# Directions
1) In the passage about Nemesis, what does the writer say he will start doing if she chooses him?
2) In the passage about Nemesis, write out the part from "If she chooses me..." to "in someone else." again, swapping "romantic" for "dreamer".

In standard terms, I'm a fairly good catch. I might not be a member of the Kennedy's, but I would say I have at least a couple of redeeming qualities. Still, love has nothing to do with logic. I do not love Nemesis because of logical reasons; I guess that's why I hold her so dearly. There's no recipe for what I feel for her. She's not a compendium of my favorite qualities in a person, but there is something (somebody called it X-factor... thanks for making it sound cheap) that I very rarely find in anybody that just commands me to treasure her.
She's thinking about it. And, although I know this can only work out for the best, the tension is eating me up inside. I keep telling myself that whatever she chooses, as long as she's being honest to herself, will be a good thing.

If she chooses the Viking, that will reinforce their love, as well as kill their insecurities about their feelings. They will be better than before. I will be heartbroken (something that I deserve for repressing my feelings anyway) and I guess I'll learn to move on, and hopefully, someday, I will find someone that makes me feel what Nemesis made me feel. Or maybe I won't, and, since I'm not a guy who'd settle for this kind of thing, I will become one of those bitter men that can't stand looking at couples kissing in the park. Who knows. Maybe we would be friends again and that would be enough.
If she chooses me... Well, I'll start arranging my things so I can move there properly, with a house and a job and all that (I want to be able to give Nemesis the best life I can offer). But most importantly, if she chooses me, that will mean that she does love me back. And call me a romantic, but if she still loves me, that's because she isn't the Viking's "one true love", and I'm sure he'll find it in someone else.

# Dataset records
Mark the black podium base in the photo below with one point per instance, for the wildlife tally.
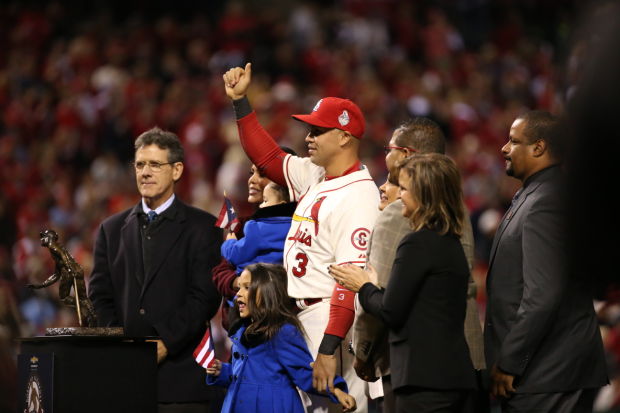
(88, 374)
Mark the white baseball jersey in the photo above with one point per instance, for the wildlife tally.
(331, 225)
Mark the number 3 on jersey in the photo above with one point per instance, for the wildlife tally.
(302, 261)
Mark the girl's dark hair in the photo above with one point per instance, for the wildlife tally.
(268, 301)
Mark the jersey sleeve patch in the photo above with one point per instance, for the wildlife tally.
(360, 237)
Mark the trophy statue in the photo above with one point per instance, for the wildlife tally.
(70, 274)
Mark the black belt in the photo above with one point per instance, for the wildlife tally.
(307, 302)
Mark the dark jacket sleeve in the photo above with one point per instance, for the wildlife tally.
(245, 249)
(187, 321)
(294, 356)
(544, 281)
(223, 275)
(410, 267)
(100, 289)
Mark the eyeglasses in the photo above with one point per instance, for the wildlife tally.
(318, 131)
(387, 149)
(154, 166)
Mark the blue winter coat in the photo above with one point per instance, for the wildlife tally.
(262, 378)
(263, 242)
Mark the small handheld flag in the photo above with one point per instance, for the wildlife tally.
(227, 217)
(204, 354)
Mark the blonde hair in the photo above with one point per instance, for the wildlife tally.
(436, 187)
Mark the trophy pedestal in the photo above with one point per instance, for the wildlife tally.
(87, 373)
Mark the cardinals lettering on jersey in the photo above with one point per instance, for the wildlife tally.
(314, 213)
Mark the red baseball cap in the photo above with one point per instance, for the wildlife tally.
(336, 113)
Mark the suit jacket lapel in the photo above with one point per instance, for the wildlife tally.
(170, 232)
(131, 243)
(509, 217)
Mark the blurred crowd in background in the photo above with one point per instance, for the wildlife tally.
(79, 83)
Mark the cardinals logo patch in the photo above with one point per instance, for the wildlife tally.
(359, 238)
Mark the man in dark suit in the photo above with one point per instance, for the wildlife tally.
(152, 273)
(416, 136)
(541, 336)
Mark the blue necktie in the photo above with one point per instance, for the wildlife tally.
(151, 215)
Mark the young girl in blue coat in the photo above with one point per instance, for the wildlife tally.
(264, 233)
(269, 354)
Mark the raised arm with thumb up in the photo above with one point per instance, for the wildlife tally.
(237, 80)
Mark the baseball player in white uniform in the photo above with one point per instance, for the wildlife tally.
(337, 207)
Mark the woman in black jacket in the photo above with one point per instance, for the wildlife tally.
(424, 302)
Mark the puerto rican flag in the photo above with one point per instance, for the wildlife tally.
(205, 352)
(227, 217)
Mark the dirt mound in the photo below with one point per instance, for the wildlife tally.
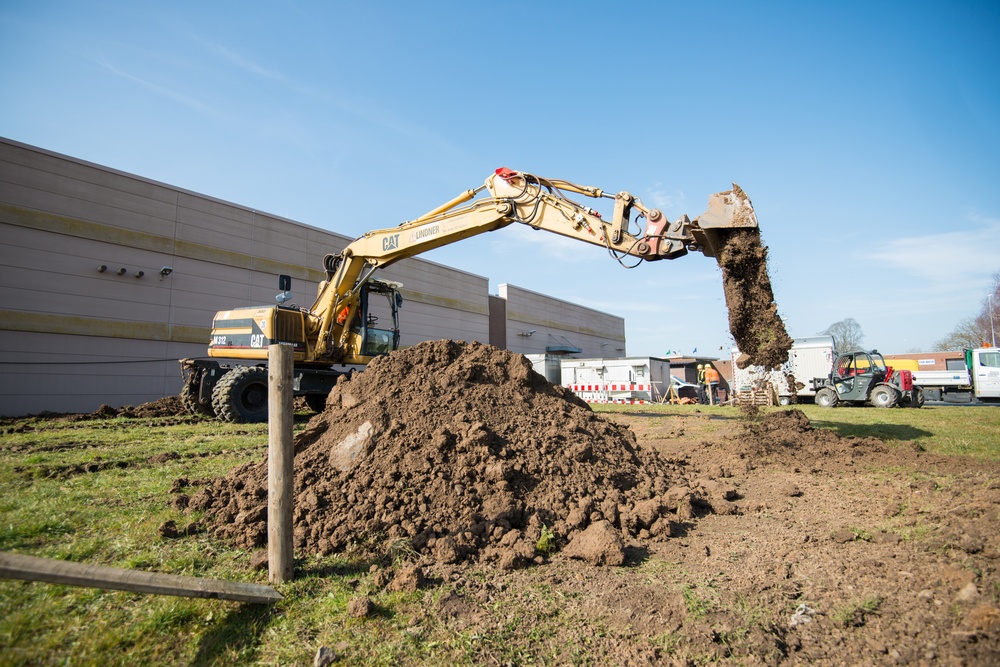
(465, 453)
(753, 316)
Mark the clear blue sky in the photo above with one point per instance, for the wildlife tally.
(866, 133)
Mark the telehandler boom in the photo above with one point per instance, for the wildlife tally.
(338, 328)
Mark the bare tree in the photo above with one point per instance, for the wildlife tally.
(968, 333)
(847, 335)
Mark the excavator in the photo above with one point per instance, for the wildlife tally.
(340, 327)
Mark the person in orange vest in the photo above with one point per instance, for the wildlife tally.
(712, 380)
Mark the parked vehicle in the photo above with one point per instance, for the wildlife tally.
(980, 379)
(863, 377)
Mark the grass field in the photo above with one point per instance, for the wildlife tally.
(97, 491)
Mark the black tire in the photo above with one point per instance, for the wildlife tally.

# Task-by-task outputs
1) He will start arranging his things so he can move there properly, with a house and a job.

2)
If she chooses me... Well, I'll start arranging my things so I can move there properly, with a house and a job and all that (I want to be able to give Nemesis the best life I can offer). But most importantly, if she chooses me, that will mean that she does love me back. And call me a dreamer, but if she still loves me, that's because she isn't the Viking's "one true love", and I'm sure he'll find it in someone else.